One known initiator is N,N-dimethyl-p-toluidine (DMT), commercially available from Aldrich. DMT was used to initiate the polymerization of Ø(PIB-CA)3 with ethyl cyanoacrylate to form the co-network. In practice, approximately 0.8 grams of Ø(PIB-CA)3 was dissolved in 3 mL toluene, as a solvent, in a 10 mL test tube, and small amounts of Et-CA were added, followed by 1 drop (approximately 37 μmol) of DMT initiator. The solution was shaken and then poured into a 5×5 cm square Teflon mold, covered with aluminum foil, and the solvent was then evaporated in a fume hood for 2 days. Finally, the film was vacuum dried at 100° C. to constant weight and sol fractions were determined in THF.
To date, the use of DMT has been limited to initiation of Ø(PIB-CA)3 with ethyl cyanoacrylate as a crosslinker. It has not been used to date in a physical co-network like the present invention. Even so, the need exists for new initiators (a) that do not require solvents, (b) that can be used for the polymerization of tri-telechelic cyanoacrylate-functionalized polyisobutylene (Ø(PIB-CA)3) and 2-octyl cyanoacrylate (Oct-CA), and/or (c) that provide improvements in the mechanical properties.
Again, for skin, the active ingredient in commercially successful wound closure adhesives are alkyl cyanoacrylates (CAs), typically, butyl- or 2-octyl cyanoacrylate (Bu-CA, Oct-CA), marketed under a variety of trade names, such as Hystoacryl® and Dermabond®, respectively. The CA molecules, due to their strongly electron-withdrawing groups at unsaturations, rapidly polymerize upon contact with even the weakest of nucleophiles, such as water. Thus, the moisture on the skin may be sufficient in some cases to provide for the polymerization. However, that is not true for all cases.
Wound closure adhesives are usually packaged in special delivery devices, wherein the CA (together with a variety of additives, modifying agents, etc.) is sealed in a thin-walled glass vial that is crushed upon deployment, and the liquid monomer is forced toward the skin through a small porous plastic sponge (typically of polypropylene) situated at the tip of the delivery port.

Supplied information:
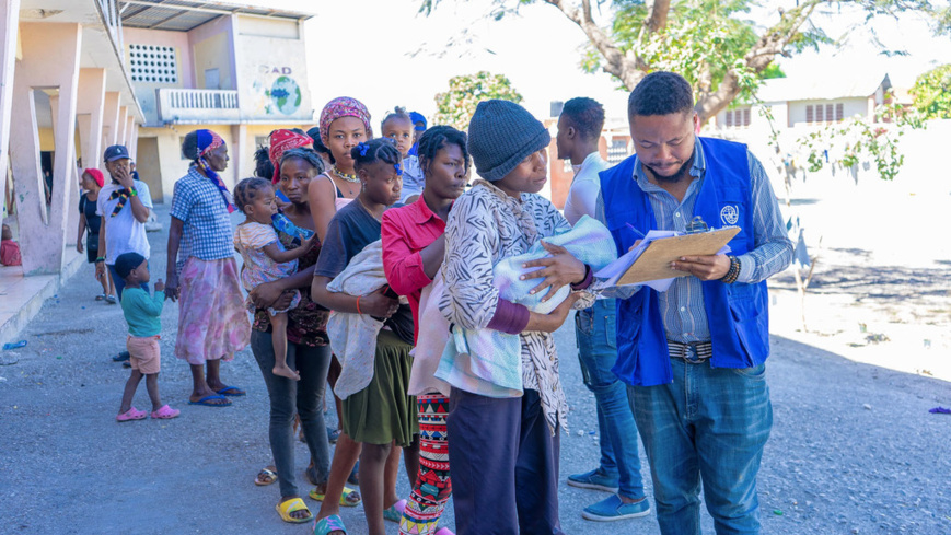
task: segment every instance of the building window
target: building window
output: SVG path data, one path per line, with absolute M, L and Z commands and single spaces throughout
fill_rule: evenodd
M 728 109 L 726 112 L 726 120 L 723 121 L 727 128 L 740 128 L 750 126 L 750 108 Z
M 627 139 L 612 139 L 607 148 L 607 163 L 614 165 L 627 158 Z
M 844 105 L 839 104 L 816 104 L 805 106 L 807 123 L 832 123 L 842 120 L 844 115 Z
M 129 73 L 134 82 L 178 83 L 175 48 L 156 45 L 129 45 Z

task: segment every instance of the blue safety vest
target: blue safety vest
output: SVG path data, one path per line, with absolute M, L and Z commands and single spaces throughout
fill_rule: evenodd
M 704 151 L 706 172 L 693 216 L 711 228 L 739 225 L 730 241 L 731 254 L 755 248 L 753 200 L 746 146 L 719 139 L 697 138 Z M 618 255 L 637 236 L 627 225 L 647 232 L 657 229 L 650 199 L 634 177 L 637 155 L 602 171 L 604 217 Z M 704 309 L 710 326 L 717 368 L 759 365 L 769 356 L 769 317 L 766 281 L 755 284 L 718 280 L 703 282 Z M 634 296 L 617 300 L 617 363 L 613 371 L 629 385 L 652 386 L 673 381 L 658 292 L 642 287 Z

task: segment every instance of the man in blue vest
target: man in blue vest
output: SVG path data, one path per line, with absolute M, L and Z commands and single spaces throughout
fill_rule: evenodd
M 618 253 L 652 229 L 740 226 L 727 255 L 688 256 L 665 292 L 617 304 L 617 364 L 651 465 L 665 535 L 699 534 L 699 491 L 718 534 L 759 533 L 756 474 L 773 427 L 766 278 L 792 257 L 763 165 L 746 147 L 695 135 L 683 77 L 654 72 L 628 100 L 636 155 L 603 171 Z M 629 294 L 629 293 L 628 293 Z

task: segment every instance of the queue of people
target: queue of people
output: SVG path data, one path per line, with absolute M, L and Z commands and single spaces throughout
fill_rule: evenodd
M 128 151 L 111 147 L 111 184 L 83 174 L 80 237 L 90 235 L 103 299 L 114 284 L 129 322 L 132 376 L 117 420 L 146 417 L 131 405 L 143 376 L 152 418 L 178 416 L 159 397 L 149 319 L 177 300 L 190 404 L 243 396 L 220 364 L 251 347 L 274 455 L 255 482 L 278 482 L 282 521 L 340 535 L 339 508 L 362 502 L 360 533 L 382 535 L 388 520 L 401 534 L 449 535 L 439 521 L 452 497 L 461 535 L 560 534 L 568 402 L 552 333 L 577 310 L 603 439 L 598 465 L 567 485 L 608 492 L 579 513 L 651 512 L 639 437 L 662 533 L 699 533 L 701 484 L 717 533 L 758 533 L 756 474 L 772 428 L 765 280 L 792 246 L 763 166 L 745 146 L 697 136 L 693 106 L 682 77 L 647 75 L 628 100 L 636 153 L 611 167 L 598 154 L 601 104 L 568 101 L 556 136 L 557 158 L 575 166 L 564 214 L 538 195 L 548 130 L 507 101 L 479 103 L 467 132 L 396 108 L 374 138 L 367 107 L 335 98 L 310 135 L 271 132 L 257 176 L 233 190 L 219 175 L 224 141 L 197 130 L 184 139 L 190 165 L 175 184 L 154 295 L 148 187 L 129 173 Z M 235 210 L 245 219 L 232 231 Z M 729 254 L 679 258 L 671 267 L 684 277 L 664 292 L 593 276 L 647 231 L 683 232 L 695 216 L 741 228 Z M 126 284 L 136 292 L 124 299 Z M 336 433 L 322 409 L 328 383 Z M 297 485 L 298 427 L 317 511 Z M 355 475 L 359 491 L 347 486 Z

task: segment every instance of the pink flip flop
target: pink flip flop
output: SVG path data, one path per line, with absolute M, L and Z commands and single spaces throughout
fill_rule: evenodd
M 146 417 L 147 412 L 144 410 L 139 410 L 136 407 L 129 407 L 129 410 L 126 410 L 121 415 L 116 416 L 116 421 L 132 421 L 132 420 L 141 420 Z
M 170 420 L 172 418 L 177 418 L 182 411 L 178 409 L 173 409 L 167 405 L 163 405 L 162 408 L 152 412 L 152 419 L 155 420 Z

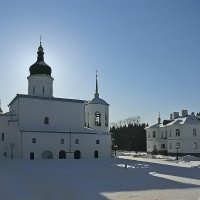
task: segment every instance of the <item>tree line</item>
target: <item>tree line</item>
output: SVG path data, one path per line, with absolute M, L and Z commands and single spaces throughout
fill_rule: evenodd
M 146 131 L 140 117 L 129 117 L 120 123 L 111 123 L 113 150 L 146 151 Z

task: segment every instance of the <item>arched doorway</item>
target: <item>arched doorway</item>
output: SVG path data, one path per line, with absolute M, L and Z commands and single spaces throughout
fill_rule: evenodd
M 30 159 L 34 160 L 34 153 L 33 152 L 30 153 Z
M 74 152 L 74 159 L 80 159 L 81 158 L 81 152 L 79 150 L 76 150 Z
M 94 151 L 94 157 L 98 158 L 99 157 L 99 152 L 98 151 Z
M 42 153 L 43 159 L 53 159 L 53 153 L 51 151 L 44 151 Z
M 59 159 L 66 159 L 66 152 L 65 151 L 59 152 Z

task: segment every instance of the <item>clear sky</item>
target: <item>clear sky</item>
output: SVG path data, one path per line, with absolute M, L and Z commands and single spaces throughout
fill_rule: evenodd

Using the information:
A) Can you give the cyanoacrylate text again, starting at "One known initiator" and ending at "determined in THF.", swapping "toluene" for "xylene"?
B) Could you carry on the cyanoacrylate text from its last sentence?
The records were taken from a separate source.

Results by task:
A)
One known initiator is N,N-dimethyl-p-toluidine (DMT), commercially available from Aldrich. DMT was used to initiate the polymerization of Ø(PIB-CA)3 with ethyl cyanoacrylate to form the co-network. In practice, approximately 0.8 grams of Ø(PIB-CA)3 was dissolved in 3 mL xylene, as a solvent, in a 10 mL test tube, and small amounts of Et-CA were added, followed by 1 drop (approximately 37 μmol) of DMT initiator. The solution was shaken and then poured into a 5×5 cm square Teflon mold, covered with aluminum foil, and the solvent was then evaporated in a fume hood for 2 days. Finally, the film was vacuum dried at 100° C. to constant weight and sol fractions were determined in THF.

B)
It is not generally appreciated that this sponge performs two critical functions: (a) it helps delivering the active ingredient evenly over the targeted surface, and, more importantly, (b) it contains a key component, the initiator, which induces and accelerates the polymerization of the CA monomer as it is squeezed through the sponge. Absent the initiator, the set time is undesirably long, usually many minutes (i.e. 6 to 10 minutes).
The scientific literature mentions a large variety of initiators for the polymerization of alkyl CAs, e.g., water, bases, anions, methanol, amines, phosphines, and alkyl ammonium salts. However, the exact nature and concentrations of initiators used in commercial devices are closely guarded trade secrets. A search of the patent literature gave some insight as to the identity of initiators employed in practice for the polymerization of CAs in general and Oct-CA in particular, together with the nature of other ingredients (plasticizing agents, stabilizers, thickeners, etc.) dissolved in Oct-CA for commercial formulations to enhance the performance of these adhesives. However, it is readily apparent that the initiator of choice most often used to rapidly polymerize CAs, especially Oct-CA is DMT.